— START —

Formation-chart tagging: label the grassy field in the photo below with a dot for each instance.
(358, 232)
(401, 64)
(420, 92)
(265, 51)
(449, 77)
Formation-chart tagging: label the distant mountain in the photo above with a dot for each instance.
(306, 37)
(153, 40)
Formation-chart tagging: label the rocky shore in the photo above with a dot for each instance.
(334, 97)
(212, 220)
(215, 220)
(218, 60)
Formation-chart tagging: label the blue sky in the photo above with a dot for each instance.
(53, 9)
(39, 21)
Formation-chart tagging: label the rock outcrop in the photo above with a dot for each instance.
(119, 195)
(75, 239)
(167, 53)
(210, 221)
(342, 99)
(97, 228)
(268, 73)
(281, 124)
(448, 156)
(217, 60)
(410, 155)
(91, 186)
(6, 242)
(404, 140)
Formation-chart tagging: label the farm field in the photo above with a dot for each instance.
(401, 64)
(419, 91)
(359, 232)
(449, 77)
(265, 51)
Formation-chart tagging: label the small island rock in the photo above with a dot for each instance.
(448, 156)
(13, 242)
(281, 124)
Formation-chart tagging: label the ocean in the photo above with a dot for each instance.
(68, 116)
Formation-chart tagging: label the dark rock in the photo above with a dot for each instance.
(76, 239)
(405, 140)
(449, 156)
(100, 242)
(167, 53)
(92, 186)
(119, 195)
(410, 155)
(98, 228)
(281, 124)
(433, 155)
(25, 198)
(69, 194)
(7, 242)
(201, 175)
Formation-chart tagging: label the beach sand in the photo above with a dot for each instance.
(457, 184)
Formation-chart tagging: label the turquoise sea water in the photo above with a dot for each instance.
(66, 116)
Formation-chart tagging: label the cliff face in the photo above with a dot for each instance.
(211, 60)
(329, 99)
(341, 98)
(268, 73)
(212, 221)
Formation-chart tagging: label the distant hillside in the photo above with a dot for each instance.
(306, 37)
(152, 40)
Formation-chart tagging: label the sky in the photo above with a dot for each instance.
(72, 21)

— END —

● **Aim**: Please rewrite every entry above, replacing "a dot for each instance" with "one point per instance" and leaving everything else unchanged.

● **Response to this task**:
Formation-chart tagging: label the grassy field in the photo below with one point per instance.
(358, 232)
(401, 64)
(420, 92)
(265, 51)
(449, 77)
Formation-chart tagging: label the distant mountain in the photo above with one point per instance.
(306, 37)
(153, 40)
Formation-chart tagging: label the rocky shore in the photo above with one point per instance.
(334, 97)
(212, 220)
(215, 220)
(218, 60)
Formation-chart tagging: label the blue sky in the photo above with one point per instance.
(53, 9)
(39, 21)
Formation-chart tagging: label the rock outcrop in the photo above with one point per instance.
(119, 195)
(75, 239)
(167, 53)
(210, 221)
(342, 99)
(97, 228)
(268, 73)
(281, 124)
(448, 156)
(217, 60)
(410, 155)
(91, 186)
(6, 242)
(404, 140)
Formation-chart tagging: label the farm field in the photo above with one point per instance.
(401, 64)
(419, 91)
(359, 232)
(449, 77)
(265, 51)
Formation-chart tagging: label the small island rock in the photo above with one point per instance.
(448, 156)
(13, 242)
(281, 124)
Formation-chart tagging: label the ocean in the photo above with one point per instance.
(68, 116)
Formation-chart tagging: label the dark rock in the photo above with one point per instance.
(76, 239)
(405, 140)
(449, 156)
(100, 242)
(167, 53)
(92, 186)
(119, 195)
(410, 155)
(98, 228)
(281, 124)
(433, 155)
(25, 198)
(69, 194)
(7, 242)
(201, 175)
Formation-chart tagging: label the beach sand in the photo above with one point per instance.
(457, 184)
Formation-chart tagging: label the turquoise sea water in the photo above with one point per instance.
(66, 116)
Formation-chart tagging: label the cliff face in the photo above with one point per instance.
(211, 60)
(329, 99)
(341, 98)
(268, 73)
(212, 221)
Formation-chart tagging: label the distant hillside in the photo above with one point per instance.
(306, 37)
(152, 40)
Formation-chart tagging: label the sky in the photo above with one point per instance.
(72, 21)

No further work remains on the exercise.